Page excerpt:
#####
Bloomberg.com has just reported on a story where some homeowners’ associations (“HOAs”) in Florida have taken action to force banks to proceed with foreclosing on seriously delinquent mortgages or risk losing their interest in the property. In one case, JPMorgan lost its claim to a mortgage when a court found the mortgage was more than four years delinquent.
Unfortunately, it is not uncommon for some banks to proceed slowly with foreclosures in Colorado. Interestingly, major national banks seem to be particularly adept at putting off foreclosure sales and even withdrawing the foreclosure action only to re-file at a later date.
Why do HOAs care when banks do not pursue foreclosure on delinquent mortgages in a timely manner? When homeowners stop paying their mortgages and face the fact that they will lose their home to foreclosure, they also stop paying their assessments. It’s not unusual for homeowners to quit paying their assessments months before the lender commences a public trustee foreclosure action. Since these foreclosure actions can be continued in Colorado for up to a year after the initial sale date is set, the homeowners may not have paid assessments for 2 years or even longer. The economic impact on HOAs of lenders failing to proceed with foreclosures in a timely manner cannot be overstated.
#####
Listed records:
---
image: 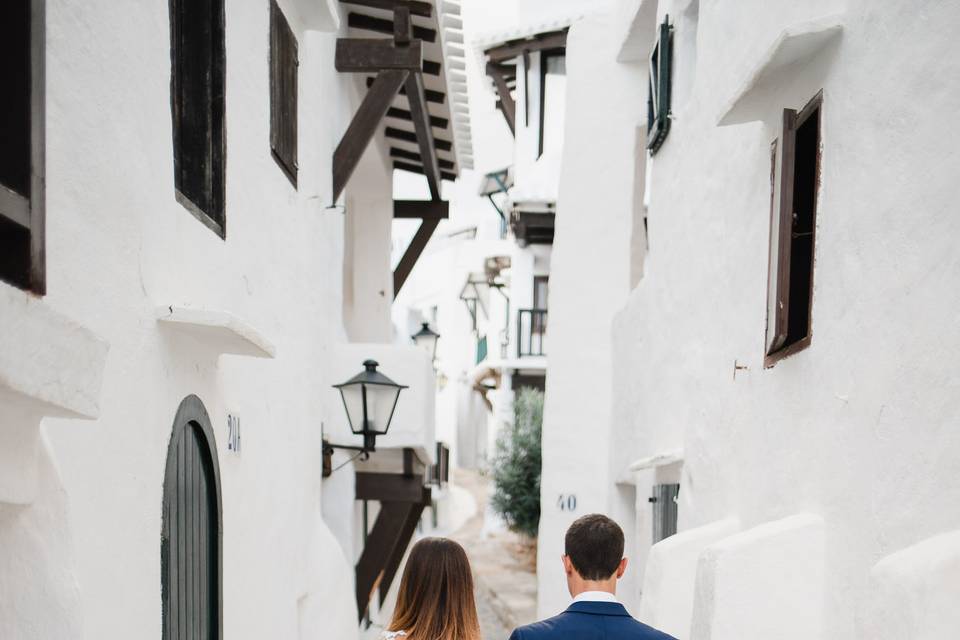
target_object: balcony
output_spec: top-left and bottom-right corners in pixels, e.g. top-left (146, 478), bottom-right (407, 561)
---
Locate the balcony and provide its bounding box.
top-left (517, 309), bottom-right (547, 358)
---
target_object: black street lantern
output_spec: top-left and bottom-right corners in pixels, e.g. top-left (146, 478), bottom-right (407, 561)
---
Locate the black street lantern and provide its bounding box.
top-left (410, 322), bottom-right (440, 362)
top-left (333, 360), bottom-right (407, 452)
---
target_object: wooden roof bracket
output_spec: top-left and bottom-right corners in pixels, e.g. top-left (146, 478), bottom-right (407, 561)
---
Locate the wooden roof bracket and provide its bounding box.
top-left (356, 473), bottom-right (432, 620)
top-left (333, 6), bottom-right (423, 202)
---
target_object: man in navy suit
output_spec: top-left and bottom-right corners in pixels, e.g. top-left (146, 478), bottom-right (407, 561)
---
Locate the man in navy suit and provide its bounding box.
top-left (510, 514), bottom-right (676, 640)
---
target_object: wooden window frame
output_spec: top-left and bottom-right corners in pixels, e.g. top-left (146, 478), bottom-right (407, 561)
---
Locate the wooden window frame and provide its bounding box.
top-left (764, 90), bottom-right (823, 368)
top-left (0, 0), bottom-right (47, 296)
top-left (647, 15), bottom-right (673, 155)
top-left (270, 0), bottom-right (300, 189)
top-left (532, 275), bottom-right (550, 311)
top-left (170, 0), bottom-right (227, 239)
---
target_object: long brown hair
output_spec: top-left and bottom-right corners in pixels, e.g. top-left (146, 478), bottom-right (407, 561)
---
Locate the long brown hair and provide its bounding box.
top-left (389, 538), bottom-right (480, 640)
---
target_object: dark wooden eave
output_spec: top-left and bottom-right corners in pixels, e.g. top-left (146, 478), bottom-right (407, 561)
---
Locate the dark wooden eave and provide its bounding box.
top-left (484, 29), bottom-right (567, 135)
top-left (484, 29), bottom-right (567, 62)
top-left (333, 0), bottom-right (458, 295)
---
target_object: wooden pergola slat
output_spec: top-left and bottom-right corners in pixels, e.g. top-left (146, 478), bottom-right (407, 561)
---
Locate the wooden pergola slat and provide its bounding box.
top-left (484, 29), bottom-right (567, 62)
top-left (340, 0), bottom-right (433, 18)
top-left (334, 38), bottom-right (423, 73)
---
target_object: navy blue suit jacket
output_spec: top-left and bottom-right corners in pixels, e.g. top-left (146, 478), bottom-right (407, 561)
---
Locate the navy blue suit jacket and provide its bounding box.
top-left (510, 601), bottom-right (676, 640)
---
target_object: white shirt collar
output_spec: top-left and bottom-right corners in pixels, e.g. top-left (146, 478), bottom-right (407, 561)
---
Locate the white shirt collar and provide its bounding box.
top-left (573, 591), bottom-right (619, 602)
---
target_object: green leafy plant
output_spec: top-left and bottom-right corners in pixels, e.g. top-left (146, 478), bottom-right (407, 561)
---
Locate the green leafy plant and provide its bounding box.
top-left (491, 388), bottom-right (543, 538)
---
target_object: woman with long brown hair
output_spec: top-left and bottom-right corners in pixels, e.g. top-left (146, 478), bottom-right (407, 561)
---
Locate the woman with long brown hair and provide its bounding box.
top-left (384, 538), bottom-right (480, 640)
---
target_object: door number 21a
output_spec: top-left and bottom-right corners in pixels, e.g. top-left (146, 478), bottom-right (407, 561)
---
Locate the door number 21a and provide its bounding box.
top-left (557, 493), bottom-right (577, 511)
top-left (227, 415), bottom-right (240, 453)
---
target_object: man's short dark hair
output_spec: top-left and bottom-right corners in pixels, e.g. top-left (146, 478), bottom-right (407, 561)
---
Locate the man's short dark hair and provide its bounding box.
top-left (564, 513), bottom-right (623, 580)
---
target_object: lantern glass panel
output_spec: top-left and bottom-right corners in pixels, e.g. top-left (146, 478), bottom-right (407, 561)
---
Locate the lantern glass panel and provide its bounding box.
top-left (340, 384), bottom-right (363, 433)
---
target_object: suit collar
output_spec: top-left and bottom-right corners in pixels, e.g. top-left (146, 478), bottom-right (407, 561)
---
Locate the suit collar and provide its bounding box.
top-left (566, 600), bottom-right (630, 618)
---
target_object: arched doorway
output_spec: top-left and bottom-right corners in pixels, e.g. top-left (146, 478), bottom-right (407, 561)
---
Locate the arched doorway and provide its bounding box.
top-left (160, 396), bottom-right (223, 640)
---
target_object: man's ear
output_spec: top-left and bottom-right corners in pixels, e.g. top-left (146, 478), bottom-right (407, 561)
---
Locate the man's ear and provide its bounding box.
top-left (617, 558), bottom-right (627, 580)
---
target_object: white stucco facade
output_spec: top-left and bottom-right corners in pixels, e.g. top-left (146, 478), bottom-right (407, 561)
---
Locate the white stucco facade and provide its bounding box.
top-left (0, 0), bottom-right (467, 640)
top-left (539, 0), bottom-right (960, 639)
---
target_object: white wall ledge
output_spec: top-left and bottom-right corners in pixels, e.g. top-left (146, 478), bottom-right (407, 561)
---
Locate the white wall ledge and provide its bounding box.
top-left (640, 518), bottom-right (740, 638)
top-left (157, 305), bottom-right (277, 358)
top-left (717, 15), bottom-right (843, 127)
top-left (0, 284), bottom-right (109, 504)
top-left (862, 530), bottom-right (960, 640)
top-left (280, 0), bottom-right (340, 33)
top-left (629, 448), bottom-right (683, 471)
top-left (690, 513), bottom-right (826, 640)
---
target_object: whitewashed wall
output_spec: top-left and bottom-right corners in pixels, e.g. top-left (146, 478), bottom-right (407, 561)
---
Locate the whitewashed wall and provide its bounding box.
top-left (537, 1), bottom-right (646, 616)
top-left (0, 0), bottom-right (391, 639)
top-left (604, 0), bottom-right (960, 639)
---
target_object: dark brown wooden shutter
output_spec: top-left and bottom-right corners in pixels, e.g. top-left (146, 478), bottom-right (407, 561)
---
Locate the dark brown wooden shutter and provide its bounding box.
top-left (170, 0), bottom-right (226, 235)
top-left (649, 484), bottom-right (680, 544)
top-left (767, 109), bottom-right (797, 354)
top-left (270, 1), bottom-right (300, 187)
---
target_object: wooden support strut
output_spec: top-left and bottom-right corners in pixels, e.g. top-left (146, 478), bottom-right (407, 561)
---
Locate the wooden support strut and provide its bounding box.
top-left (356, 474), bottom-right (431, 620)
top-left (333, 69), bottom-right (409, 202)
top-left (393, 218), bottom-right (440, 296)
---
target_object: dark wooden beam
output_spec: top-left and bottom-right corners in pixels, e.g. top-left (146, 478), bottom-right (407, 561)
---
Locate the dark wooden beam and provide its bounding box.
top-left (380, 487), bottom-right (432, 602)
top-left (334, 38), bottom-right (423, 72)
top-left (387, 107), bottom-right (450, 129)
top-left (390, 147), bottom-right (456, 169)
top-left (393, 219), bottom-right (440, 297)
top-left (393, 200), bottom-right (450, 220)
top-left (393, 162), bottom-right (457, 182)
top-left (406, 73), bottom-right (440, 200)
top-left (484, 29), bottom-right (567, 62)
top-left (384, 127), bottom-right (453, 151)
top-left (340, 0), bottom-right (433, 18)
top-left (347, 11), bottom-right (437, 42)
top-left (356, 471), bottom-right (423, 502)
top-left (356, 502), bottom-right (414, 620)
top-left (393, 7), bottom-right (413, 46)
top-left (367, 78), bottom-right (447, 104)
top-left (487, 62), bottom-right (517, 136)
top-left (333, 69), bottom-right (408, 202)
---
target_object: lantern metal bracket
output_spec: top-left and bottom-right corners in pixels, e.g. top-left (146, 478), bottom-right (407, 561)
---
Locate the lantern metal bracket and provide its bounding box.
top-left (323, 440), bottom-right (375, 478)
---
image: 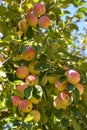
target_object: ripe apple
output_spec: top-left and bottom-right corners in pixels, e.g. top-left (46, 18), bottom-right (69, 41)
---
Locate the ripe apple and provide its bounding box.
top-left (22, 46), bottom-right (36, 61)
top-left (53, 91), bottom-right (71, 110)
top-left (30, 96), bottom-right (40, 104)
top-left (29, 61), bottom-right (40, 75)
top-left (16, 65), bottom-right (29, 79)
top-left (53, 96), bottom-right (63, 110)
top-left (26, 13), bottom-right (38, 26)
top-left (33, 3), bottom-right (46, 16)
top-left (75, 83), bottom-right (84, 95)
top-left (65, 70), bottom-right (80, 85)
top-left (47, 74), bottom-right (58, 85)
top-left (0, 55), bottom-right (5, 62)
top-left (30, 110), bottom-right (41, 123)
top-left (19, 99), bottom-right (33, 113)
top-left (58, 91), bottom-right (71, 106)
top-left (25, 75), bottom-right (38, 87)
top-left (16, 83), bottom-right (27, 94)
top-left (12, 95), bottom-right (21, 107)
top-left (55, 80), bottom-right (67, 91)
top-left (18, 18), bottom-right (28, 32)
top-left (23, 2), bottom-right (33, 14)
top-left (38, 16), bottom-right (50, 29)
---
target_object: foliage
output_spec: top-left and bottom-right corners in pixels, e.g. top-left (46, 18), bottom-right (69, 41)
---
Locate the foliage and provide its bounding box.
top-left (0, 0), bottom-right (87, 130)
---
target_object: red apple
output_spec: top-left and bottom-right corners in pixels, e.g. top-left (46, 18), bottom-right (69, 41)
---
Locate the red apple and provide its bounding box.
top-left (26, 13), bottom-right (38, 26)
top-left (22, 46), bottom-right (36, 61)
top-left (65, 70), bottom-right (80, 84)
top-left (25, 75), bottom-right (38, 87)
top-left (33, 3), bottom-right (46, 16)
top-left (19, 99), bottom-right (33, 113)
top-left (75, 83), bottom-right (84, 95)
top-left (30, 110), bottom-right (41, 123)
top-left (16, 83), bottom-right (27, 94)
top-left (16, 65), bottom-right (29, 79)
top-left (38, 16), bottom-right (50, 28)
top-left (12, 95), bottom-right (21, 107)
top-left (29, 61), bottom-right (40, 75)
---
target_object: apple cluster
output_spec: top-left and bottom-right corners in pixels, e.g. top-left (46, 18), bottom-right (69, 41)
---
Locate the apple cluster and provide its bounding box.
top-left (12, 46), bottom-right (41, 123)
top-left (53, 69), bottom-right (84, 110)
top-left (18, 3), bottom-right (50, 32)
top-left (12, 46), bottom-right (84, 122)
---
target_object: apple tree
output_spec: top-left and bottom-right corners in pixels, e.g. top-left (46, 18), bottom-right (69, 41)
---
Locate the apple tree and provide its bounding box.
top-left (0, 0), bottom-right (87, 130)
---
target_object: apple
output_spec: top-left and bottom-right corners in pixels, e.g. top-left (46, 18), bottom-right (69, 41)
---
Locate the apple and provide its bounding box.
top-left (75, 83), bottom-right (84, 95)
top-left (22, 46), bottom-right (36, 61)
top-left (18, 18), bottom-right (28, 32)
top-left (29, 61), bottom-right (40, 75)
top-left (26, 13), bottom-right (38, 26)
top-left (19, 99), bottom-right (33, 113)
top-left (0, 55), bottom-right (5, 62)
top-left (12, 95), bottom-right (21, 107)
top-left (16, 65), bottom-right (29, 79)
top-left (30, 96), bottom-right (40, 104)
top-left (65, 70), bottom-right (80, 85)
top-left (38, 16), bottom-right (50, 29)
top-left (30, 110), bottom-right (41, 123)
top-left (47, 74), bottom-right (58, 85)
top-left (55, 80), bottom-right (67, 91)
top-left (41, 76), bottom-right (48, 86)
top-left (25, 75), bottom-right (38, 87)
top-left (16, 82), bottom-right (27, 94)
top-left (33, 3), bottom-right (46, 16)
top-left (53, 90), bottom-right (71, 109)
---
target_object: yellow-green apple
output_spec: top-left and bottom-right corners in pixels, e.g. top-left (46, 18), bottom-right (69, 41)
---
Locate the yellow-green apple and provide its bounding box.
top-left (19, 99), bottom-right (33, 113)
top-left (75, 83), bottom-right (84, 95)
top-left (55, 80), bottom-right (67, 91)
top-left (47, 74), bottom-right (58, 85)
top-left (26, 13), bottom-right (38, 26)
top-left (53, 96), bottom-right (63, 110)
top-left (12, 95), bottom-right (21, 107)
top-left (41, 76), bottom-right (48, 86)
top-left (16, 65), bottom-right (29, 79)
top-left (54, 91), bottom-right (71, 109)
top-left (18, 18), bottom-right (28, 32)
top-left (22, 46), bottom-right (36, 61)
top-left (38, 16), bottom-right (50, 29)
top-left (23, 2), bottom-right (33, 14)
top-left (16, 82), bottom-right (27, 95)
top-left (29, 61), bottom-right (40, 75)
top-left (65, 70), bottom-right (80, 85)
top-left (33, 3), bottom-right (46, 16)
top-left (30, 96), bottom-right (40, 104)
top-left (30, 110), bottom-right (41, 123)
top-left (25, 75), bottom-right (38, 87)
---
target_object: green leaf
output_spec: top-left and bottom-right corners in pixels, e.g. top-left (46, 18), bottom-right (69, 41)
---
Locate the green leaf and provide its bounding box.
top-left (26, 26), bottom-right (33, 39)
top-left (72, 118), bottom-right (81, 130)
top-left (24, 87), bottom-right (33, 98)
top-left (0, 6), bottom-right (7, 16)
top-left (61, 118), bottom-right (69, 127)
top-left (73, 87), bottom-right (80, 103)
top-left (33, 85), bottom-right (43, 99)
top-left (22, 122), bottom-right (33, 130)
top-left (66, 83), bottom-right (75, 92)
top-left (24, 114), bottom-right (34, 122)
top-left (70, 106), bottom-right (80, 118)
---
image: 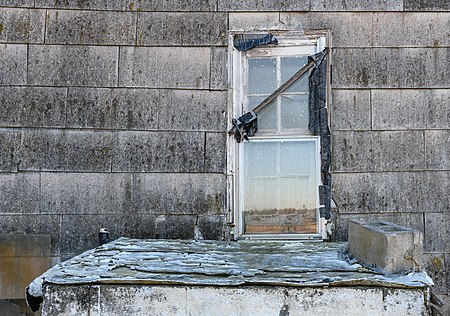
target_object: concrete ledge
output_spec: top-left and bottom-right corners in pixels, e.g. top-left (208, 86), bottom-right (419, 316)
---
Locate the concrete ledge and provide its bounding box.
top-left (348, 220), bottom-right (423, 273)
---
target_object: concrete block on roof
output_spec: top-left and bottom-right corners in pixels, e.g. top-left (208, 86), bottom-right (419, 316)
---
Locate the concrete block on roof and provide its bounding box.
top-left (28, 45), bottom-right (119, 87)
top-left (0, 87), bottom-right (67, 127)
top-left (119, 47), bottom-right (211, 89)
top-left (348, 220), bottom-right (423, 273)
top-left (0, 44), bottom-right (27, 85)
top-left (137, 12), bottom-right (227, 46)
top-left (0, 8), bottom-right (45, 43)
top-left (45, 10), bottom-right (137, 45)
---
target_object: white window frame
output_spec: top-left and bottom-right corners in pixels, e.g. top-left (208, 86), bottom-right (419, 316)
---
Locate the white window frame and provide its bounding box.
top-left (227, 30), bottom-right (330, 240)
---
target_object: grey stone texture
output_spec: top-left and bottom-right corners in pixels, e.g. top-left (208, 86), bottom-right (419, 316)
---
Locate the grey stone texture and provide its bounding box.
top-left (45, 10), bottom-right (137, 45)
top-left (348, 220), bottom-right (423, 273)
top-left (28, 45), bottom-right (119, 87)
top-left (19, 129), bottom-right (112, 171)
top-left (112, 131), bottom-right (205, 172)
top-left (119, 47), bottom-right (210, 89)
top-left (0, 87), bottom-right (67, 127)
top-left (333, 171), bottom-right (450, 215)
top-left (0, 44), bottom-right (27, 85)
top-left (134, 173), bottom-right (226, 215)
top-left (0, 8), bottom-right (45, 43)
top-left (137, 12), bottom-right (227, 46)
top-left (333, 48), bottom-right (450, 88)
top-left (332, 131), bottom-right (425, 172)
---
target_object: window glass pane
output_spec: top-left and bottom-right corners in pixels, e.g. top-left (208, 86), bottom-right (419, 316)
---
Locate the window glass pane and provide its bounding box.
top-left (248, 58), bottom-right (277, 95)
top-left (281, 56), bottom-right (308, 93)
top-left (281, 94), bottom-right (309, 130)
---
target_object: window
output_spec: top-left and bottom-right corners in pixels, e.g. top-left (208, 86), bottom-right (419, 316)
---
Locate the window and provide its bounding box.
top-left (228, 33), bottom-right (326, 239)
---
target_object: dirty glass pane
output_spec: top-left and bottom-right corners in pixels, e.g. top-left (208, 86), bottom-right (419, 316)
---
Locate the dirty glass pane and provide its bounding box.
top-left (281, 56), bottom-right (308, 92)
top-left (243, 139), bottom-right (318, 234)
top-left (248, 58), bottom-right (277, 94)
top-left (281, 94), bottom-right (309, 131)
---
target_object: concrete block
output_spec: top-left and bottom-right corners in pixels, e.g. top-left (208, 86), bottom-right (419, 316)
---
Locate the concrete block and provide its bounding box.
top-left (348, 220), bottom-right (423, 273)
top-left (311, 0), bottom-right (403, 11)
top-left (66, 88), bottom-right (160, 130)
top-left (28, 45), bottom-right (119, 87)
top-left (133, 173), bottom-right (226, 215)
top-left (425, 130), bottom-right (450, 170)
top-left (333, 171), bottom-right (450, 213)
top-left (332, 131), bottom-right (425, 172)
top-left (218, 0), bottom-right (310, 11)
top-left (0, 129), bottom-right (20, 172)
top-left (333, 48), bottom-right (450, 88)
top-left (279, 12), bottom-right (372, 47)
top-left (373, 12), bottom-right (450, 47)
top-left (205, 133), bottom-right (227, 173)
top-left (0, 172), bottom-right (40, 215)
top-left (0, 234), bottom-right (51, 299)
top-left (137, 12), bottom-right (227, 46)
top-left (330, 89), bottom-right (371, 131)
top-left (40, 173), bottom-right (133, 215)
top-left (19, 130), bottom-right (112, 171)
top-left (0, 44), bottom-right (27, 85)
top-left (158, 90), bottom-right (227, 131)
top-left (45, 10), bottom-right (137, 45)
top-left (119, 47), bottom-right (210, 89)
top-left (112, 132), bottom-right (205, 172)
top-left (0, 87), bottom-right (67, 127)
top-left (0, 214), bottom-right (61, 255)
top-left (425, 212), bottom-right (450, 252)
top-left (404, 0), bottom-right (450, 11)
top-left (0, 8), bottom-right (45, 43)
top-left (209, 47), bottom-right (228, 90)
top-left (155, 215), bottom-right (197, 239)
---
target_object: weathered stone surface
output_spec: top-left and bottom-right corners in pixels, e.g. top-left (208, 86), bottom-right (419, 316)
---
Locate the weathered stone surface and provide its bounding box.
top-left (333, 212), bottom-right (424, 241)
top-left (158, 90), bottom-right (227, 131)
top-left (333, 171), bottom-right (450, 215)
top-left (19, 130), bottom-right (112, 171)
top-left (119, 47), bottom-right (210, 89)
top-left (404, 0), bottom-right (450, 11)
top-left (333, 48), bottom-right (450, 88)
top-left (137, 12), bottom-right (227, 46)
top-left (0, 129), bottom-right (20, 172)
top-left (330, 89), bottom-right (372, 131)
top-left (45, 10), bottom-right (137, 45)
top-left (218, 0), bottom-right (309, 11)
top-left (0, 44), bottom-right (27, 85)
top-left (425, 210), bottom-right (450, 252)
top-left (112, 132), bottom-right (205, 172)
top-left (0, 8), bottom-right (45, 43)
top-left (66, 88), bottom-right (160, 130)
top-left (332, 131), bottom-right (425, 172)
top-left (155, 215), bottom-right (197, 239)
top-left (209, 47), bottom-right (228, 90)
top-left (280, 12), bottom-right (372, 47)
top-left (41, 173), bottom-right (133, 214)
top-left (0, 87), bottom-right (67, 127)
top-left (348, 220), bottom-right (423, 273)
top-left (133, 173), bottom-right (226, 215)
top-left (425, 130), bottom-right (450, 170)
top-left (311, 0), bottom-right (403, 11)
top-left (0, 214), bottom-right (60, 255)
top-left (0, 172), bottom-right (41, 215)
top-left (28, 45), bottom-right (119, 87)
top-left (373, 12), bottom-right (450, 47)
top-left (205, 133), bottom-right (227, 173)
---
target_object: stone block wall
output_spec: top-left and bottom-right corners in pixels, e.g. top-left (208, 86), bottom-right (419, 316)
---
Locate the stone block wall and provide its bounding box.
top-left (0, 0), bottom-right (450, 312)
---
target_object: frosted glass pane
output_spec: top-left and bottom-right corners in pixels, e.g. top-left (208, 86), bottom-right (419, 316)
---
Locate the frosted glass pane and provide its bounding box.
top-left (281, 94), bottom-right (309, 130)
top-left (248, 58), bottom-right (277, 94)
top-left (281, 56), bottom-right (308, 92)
#####
Work to complete: Please transcribe the passage of the HOA foreclosure article above from "Why do HOAs" up to and including "cannot be overstated.".

Full response:
Why do HOAs care when banks do not pursue foreclosure on delinquent mortgages in a timely manner? When homeowners stop paying their mortgages and face the fact that they will lose their home to foreclosure, they also stop paying their assessments. It’s not unusual for homeowners to quit paying their assessments months before the lender commences a public trustee foreclosure action. Since these foreclosure actions can be continued in Colorado for up to a year after the initial sale date is set, the homeowners may not have paid assessments for 2 years or even longer. The economic impact on HOAs of lenders failing to proceed with foreclosures in a timely manner cannot be overstated.